----- Recorded information -----

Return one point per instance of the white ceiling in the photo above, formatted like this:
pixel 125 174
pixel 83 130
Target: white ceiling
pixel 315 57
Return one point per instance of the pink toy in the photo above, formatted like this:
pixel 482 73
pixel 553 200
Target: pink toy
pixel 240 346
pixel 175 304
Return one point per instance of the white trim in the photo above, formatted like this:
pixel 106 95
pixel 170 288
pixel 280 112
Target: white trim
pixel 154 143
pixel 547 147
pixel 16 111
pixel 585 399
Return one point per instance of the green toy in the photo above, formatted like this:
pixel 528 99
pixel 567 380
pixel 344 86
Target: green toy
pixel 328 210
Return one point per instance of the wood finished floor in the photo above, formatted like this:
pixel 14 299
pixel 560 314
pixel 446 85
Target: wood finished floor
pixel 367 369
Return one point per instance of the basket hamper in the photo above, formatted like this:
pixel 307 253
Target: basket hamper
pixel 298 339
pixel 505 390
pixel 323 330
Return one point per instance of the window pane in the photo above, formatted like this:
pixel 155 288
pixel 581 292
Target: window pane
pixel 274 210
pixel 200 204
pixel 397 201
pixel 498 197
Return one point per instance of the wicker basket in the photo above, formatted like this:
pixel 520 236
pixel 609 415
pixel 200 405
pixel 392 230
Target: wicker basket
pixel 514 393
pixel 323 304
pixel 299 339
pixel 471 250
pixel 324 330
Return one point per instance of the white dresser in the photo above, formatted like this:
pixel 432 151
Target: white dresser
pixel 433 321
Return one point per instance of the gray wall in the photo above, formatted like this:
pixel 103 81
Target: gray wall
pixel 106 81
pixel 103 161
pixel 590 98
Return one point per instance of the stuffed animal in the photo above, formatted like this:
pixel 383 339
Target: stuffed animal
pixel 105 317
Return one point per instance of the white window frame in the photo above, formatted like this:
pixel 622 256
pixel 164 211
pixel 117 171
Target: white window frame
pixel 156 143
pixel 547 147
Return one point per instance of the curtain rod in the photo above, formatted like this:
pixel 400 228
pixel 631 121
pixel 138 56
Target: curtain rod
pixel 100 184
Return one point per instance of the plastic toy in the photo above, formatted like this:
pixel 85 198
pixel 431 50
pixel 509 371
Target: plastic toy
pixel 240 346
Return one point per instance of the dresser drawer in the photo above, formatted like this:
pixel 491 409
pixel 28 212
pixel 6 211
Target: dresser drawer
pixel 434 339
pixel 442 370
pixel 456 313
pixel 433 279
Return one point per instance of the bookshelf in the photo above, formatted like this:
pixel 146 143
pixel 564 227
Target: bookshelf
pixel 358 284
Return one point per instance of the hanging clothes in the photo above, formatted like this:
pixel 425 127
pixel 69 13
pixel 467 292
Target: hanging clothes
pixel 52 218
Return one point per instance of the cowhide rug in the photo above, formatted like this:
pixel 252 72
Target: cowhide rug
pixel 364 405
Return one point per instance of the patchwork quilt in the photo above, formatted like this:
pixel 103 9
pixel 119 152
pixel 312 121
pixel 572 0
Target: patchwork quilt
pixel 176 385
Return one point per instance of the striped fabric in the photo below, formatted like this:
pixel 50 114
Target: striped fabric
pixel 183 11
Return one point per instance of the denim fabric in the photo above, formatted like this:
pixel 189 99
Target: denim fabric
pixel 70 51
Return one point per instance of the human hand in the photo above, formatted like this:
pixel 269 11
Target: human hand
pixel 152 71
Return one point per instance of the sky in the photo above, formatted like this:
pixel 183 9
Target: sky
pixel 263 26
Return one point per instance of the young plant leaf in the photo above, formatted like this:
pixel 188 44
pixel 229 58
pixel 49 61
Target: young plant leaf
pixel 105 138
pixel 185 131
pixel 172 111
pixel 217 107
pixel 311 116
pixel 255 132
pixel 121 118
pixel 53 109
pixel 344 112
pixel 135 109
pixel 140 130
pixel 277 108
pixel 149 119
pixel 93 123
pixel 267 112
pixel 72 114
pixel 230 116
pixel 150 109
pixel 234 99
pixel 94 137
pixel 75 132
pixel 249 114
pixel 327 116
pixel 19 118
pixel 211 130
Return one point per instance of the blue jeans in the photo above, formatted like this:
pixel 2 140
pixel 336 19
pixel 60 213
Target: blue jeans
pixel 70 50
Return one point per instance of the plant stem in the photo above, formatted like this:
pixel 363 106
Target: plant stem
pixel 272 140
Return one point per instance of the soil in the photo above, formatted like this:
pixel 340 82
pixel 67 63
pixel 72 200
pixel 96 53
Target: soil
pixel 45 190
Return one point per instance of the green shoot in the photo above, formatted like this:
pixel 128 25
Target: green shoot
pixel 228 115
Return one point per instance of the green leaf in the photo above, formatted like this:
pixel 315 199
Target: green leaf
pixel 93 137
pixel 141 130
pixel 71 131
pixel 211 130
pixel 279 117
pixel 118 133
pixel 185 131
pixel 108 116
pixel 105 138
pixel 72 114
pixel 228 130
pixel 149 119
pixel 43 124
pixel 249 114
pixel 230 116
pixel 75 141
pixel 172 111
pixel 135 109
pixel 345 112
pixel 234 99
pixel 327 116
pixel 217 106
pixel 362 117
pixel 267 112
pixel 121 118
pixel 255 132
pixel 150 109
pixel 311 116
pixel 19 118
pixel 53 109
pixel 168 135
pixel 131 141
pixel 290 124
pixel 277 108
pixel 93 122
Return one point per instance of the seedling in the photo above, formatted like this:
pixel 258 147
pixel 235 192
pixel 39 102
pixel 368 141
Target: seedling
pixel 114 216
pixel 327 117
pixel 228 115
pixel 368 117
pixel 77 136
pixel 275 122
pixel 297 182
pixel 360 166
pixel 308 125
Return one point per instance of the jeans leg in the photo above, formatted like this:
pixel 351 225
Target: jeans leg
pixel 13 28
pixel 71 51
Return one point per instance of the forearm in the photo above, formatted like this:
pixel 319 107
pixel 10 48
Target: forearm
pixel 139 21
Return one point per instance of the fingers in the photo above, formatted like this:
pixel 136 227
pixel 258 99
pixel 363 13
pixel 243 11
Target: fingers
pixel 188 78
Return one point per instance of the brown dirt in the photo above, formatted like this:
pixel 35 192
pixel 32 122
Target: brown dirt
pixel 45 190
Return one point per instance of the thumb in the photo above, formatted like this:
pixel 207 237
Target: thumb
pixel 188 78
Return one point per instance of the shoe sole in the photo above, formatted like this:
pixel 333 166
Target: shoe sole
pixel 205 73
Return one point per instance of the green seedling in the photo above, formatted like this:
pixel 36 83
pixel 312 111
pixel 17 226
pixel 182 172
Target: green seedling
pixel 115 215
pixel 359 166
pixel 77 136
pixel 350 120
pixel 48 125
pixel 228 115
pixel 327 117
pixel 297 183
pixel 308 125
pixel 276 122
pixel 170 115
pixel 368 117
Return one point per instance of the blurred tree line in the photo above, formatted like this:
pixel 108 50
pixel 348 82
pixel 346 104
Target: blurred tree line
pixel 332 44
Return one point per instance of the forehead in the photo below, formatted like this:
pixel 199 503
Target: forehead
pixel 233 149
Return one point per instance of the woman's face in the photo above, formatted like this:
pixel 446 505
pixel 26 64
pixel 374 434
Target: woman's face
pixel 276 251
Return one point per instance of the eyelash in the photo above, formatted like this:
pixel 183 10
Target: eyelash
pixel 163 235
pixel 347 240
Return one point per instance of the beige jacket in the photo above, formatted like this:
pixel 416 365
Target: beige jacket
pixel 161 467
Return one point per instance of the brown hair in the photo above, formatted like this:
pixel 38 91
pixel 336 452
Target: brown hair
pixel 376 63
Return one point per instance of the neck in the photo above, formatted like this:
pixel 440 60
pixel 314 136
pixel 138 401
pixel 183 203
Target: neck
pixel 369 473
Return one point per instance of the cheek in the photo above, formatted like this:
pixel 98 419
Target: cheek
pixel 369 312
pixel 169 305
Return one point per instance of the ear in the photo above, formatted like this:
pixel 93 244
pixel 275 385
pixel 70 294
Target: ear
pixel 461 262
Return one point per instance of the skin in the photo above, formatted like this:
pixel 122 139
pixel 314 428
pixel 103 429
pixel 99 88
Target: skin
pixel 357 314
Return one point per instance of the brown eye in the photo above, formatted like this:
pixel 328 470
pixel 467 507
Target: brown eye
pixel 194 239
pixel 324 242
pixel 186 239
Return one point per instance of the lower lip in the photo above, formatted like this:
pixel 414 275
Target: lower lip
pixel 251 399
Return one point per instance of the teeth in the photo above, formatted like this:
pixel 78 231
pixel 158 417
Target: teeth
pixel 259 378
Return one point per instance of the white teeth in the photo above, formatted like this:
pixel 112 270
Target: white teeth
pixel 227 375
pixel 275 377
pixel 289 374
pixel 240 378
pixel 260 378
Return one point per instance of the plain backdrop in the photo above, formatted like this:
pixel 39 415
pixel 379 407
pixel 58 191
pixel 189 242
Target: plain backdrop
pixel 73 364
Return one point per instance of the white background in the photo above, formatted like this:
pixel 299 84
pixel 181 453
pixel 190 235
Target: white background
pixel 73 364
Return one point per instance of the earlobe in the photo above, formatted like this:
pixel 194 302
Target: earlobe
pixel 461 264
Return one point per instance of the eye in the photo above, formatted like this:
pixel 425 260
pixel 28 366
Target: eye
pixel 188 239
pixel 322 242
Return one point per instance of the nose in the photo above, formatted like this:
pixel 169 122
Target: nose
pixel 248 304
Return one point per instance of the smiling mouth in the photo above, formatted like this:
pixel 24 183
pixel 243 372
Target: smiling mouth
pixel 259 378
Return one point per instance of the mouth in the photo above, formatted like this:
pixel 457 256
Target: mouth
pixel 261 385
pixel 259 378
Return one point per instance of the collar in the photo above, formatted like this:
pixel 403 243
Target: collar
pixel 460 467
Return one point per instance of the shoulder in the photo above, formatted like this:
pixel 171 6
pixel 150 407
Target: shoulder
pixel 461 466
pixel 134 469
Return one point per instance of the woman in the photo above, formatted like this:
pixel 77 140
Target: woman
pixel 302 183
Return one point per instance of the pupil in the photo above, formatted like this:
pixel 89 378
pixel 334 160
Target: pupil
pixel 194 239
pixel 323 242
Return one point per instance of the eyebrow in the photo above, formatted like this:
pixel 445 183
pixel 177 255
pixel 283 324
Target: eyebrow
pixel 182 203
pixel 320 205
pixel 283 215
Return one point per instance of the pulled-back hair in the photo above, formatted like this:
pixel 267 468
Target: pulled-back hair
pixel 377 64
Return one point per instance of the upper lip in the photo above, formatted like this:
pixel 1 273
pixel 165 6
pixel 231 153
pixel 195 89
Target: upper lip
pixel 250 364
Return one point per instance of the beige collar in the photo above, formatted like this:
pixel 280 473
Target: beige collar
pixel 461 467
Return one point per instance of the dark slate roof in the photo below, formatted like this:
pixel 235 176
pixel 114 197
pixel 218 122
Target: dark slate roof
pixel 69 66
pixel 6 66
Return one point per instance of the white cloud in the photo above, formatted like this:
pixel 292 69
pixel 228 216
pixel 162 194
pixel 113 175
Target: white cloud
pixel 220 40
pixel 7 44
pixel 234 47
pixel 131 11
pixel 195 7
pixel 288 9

-----

*Prompt:* Above are some records; copy exactly the lines from the one with "pixel 431 50" through the one with "pixel 252 72", both included, and no others.

*Your response:*
pixel 431 50
pixel 509 371
Target: plastic toy
pixel 240 346
Return one point per instance of the dresser drawer in the photo above, formatted like this:
pixel 491 409
pixel 28 212
pixel 6 211
Target: dresser drawer
pixel 434 339
pixel 442 370
pixel 456 313
pixel 433 279
Return one point per instance of the bookshelf in the photo above, formatted like this:
pixel 146 143
pixel 564 227
Target: bookshelf
pixel 358 284
Return one point per instance of the hanging clothes in the photo above, formatted like this:
pixel 425 127
pixel 69 13
pixel 467 292
Target: hanging clothes
pixel 52 218
Return one point per instance of the cowhide rug in the photo above, formatted like this:
pixel 252 72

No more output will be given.